▶ WHAT THE TASK ASKS
Extend the text about rural bike commuting and being stuck on an indoor trainer after a crash, starting right after its final sentence.

▶ EXTRACTED TEXT
Content starts

For those of you who brave the back roads and highways, I salute you. You can safely tune back into your routine of picking beer bottle glass from your tires, charging your headlight batteries, wiping roadkill off your downtube, and taking a stout swig of whatever it is that gives you the courage to ride the next day.
Those of you readers who live in the city* and commute there, I've decided to give you a brief glimpse into the life of a rural commuter. This is strictly anecdotal, but please remember, this is as accurate as I could make it without scaring the kids.
I've spent a lot of time over the last year thinking about what I'm going to do about cycling. For those who don't know, I was hit by a car and had a full femur rod and hip pin put in last July. I'm as normal as I'm going to get, but I can no longer ride my bike 100+ miles a week like I was, for several reasons.
So this leaves me with a predicament. How do I stay in shape if I can't ride every day? I hit the indoor bike trainer. Now, for someone who loves to ride, the indoor trainer is the equivalent to being punished in the corner. On your knees.

Content ends

▶ RECORD EXTRACTS
Content starts

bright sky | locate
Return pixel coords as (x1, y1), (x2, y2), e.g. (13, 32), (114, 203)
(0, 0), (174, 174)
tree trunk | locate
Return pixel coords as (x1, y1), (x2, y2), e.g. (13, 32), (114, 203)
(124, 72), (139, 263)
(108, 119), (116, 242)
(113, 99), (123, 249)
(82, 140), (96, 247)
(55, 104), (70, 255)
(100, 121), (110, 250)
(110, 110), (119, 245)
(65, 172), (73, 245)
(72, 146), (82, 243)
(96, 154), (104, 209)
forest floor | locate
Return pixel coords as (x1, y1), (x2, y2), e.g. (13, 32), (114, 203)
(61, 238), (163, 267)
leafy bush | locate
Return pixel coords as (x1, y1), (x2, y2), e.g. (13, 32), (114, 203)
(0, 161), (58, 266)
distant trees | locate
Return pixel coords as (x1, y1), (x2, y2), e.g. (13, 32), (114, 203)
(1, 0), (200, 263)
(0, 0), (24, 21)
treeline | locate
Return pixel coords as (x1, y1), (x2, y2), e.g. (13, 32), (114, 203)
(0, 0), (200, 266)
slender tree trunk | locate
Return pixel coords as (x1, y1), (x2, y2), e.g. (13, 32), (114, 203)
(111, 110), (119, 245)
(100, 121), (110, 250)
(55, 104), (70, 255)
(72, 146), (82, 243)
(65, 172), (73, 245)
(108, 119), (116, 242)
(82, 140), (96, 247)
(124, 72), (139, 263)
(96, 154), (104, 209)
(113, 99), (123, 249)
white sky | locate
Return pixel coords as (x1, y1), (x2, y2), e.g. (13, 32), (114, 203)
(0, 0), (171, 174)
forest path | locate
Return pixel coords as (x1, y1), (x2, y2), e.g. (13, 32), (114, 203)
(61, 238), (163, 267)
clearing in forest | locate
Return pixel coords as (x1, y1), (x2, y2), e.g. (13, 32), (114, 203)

Content ends

▶ TASK ANSWER
To keep from being bored to death riding in your living room, you need something to watch or make it interesting. Up until now, I've been watching cycling videos on Vimeo, or maybe catch a cycling documentary on Netflix.
Then I discovered TheSufferfest. Would you think of something called "Sufferfest" to be fun? Well, it kind of is, and kind of isn't. It's fun, in that I get something interesting to watch while I ride, along with training intervals and some pretty good music. It's not fun, in that if you do it right, you will end up with your lungs on the floor, next to your lunch.
I downloaded the video called Local Hero, which puts you in the role of the Sufferlandrian cyclist trying to win the UCI Road Cycling World Championships in Geelong, Australia. You start off with a relatively easy Cyclocross race to warm up. Then you go into interval training, which is basically 6-minute bursts of intense effort broken up with shorter rest periods.
The video is an hour and twenty-five minutes. You get a 5-minute warm up, 3 minutes of gradually increasing effort (then a rest), 25 minutes of pyramid intervals, 25 minutes of gradually increasing steady intervals, 4 minutes of all-out sprint practices, and a 5-minute cool down. The rest of the time is credits and funny/snide commentary.
Part of my reason for getting this video was because I can no longer ride to work. I have been forced to maximize my time on the trainer, as I can't get in the miles I used to. So, the question is, is it worth it?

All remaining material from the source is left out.